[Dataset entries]
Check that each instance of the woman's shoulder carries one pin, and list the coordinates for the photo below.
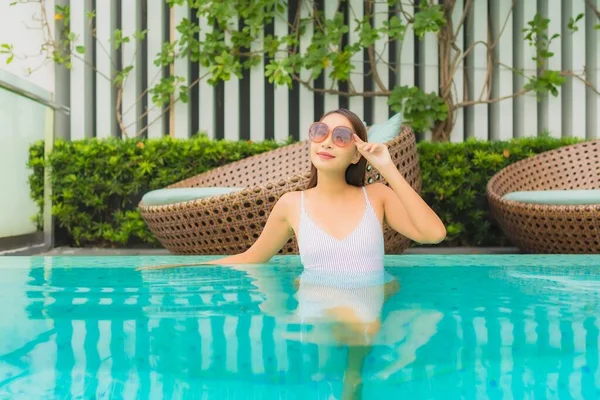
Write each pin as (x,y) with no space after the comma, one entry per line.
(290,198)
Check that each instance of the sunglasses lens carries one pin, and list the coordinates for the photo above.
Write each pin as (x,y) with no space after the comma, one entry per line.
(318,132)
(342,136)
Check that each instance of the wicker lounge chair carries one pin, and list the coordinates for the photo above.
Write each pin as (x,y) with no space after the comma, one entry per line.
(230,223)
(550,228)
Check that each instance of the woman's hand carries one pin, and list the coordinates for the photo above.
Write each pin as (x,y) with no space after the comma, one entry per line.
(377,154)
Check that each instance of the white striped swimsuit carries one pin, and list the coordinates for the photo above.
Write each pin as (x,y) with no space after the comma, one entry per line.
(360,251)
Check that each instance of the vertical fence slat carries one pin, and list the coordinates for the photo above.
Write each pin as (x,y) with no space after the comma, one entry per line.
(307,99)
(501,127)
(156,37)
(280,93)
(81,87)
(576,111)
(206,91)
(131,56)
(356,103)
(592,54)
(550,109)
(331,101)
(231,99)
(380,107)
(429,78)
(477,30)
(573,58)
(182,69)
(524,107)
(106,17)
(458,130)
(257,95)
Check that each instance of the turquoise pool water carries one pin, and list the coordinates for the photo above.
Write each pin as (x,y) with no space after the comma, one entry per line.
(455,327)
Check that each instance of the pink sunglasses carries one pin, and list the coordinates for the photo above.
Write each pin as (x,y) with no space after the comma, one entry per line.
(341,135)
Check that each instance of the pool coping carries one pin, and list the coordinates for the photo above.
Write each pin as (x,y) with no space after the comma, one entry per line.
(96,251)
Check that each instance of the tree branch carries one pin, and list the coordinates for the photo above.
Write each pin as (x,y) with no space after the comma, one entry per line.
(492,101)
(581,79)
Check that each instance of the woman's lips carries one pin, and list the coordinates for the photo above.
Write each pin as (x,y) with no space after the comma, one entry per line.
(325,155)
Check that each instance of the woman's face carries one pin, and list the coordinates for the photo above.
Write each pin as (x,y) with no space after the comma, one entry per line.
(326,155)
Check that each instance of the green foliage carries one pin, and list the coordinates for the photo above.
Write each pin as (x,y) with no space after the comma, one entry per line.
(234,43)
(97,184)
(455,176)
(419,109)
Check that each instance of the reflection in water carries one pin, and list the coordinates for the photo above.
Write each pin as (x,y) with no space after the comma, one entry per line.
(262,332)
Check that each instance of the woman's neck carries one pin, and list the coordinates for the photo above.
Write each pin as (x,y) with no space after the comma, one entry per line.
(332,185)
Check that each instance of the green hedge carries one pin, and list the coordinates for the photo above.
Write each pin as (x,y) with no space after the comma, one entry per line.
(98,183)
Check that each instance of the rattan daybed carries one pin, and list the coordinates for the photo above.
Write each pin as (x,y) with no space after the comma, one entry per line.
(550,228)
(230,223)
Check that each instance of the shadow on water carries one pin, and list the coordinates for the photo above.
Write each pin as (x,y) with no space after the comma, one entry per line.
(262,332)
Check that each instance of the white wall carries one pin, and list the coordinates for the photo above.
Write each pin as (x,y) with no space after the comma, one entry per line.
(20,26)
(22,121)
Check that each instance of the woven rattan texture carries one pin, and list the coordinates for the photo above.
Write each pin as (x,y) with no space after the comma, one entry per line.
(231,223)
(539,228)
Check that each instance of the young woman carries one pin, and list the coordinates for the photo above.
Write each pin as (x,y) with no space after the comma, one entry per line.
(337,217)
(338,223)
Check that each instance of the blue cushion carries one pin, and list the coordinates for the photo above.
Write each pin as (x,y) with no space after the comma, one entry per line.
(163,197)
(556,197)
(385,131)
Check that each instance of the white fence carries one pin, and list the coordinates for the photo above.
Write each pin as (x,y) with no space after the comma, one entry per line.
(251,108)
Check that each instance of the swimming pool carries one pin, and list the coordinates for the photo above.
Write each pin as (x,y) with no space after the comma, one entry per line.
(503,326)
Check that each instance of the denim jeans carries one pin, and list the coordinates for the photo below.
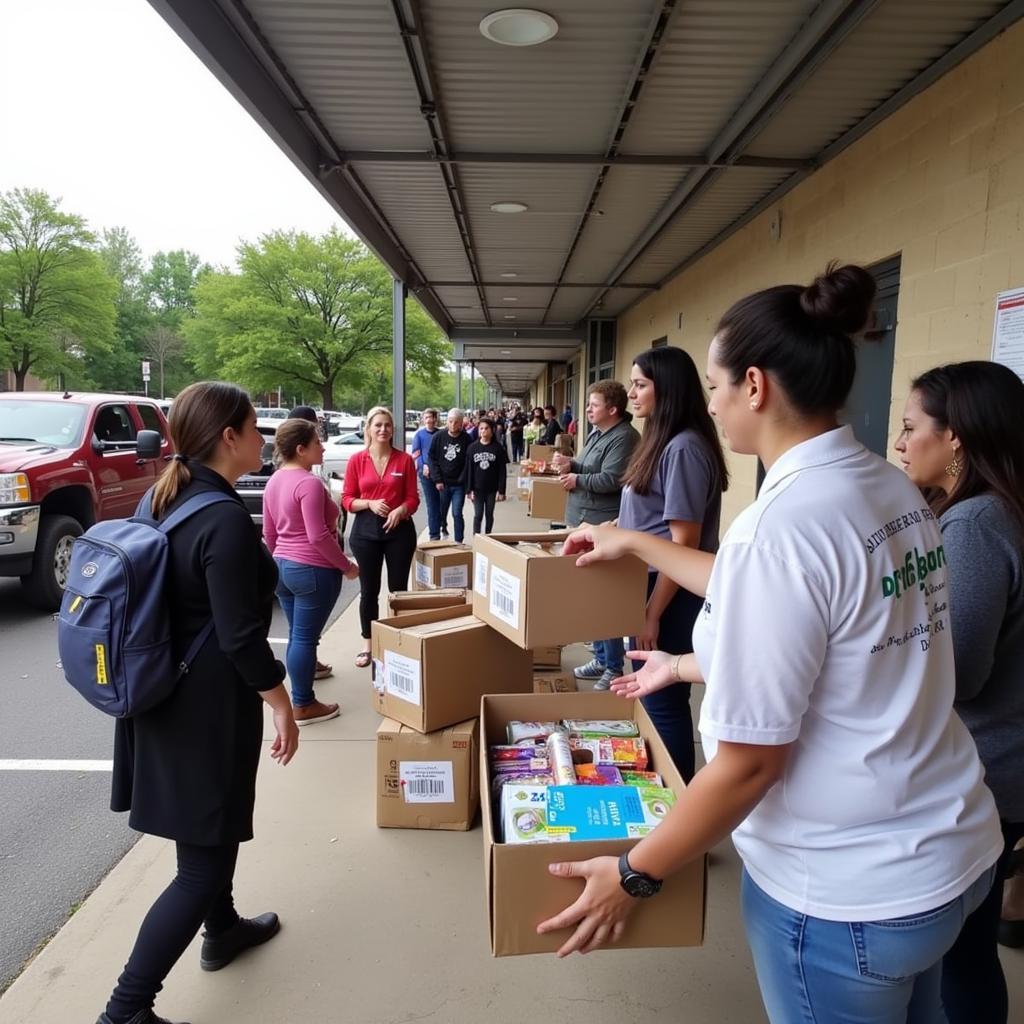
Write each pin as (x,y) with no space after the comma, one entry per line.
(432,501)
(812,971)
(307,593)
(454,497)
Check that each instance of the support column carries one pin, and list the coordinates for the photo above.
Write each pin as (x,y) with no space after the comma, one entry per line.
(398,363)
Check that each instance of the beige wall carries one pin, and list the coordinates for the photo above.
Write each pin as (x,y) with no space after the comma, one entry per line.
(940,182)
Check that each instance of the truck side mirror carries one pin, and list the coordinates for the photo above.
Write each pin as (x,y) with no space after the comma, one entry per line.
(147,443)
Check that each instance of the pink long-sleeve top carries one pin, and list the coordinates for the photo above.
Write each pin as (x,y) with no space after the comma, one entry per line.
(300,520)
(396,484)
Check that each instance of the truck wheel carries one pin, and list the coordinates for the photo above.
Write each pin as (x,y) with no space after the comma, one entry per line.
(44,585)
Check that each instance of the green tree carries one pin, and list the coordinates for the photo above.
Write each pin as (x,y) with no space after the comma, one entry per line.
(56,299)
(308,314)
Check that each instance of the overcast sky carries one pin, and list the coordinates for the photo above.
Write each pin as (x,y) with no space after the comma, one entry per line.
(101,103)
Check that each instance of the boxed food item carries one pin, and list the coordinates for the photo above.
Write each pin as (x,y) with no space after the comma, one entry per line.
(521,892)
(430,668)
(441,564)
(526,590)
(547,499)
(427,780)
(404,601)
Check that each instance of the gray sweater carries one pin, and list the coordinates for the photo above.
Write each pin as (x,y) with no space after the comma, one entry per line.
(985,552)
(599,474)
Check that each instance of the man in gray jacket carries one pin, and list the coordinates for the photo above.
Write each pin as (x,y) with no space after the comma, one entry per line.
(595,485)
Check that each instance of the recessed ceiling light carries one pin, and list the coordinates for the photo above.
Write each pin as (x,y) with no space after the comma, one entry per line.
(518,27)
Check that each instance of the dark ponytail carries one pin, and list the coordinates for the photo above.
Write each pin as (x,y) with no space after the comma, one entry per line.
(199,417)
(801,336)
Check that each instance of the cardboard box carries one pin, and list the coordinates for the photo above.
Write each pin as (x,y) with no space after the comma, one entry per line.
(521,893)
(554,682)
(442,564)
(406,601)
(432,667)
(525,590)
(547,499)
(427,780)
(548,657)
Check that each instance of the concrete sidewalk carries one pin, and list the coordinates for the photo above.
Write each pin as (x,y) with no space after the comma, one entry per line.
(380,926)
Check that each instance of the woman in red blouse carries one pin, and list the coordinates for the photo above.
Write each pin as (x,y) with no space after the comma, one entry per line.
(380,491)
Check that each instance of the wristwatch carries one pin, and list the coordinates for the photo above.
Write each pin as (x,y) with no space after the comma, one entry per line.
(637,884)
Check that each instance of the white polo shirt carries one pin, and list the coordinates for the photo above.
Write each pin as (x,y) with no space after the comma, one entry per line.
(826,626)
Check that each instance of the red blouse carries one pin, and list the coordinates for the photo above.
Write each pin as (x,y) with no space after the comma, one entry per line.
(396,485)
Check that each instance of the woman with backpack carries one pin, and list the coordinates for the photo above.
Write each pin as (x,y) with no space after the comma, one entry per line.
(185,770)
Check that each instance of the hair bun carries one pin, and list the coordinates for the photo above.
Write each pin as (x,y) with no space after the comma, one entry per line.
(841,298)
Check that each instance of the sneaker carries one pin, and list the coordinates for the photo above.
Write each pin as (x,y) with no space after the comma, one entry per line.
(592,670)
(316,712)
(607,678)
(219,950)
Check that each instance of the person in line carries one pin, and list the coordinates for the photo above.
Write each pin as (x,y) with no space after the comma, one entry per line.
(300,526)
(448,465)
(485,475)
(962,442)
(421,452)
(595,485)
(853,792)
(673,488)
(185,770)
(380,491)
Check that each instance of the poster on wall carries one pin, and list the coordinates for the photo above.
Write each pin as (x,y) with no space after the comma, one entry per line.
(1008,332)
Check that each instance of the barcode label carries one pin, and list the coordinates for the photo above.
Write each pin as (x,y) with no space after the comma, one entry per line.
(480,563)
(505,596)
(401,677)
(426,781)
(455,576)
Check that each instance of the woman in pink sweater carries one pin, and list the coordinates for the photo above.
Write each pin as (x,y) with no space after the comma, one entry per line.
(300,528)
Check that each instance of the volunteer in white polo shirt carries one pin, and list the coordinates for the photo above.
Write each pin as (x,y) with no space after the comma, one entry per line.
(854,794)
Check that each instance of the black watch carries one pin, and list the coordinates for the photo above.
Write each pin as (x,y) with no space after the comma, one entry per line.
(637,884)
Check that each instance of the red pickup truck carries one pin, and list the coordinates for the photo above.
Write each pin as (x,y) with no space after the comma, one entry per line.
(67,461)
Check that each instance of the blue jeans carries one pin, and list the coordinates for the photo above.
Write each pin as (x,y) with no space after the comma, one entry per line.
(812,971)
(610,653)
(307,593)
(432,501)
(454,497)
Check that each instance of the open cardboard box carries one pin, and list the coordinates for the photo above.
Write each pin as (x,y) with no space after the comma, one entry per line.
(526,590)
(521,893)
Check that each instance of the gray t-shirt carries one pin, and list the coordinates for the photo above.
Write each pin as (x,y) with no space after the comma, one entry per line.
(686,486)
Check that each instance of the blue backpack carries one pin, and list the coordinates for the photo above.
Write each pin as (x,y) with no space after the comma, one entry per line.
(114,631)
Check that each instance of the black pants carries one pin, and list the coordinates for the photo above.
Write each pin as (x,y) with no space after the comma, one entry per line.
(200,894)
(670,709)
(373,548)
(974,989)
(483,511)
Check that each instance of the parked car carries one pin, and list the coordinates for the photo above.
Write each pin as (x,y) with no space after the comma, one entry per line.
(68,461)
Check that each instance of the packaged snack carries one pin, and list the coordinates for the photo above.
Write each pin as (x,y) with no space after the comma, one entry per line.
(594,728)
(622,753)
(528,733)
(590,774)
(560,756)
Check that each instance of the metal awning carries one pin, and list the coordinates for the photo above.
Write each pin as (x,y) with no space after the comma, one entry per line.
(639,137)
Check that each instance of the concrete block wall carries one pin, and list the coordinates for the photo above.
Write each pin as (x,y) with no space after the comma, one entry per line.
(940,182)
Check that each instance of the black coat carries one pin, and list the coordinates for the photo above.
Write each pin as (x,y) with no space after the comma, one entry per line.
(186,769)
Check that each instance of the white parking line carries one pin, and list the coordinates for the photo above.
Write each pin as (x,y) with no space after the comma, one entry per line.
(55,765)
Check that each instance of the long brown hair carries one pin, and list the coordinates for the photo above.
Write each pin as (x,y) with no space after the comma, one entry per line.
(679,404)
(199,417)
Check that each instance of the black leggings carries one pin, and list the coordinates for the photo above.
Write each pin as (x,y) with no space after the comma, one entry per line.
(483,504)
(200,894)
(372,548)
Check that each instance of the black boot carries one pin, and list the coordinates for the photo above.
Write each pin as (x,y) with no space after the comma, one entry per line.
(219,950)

### THE PROBLEM
Please find all lines of the entries that hold the string "cardboard" and copy them.

### EXERCISE OUTPUT
Check that each instance of the cardboard box carries one pin, and list the coordinates for the photo above.
Check that each instance of the open cardboard box carries one pin, and list the coordinates for the photo above.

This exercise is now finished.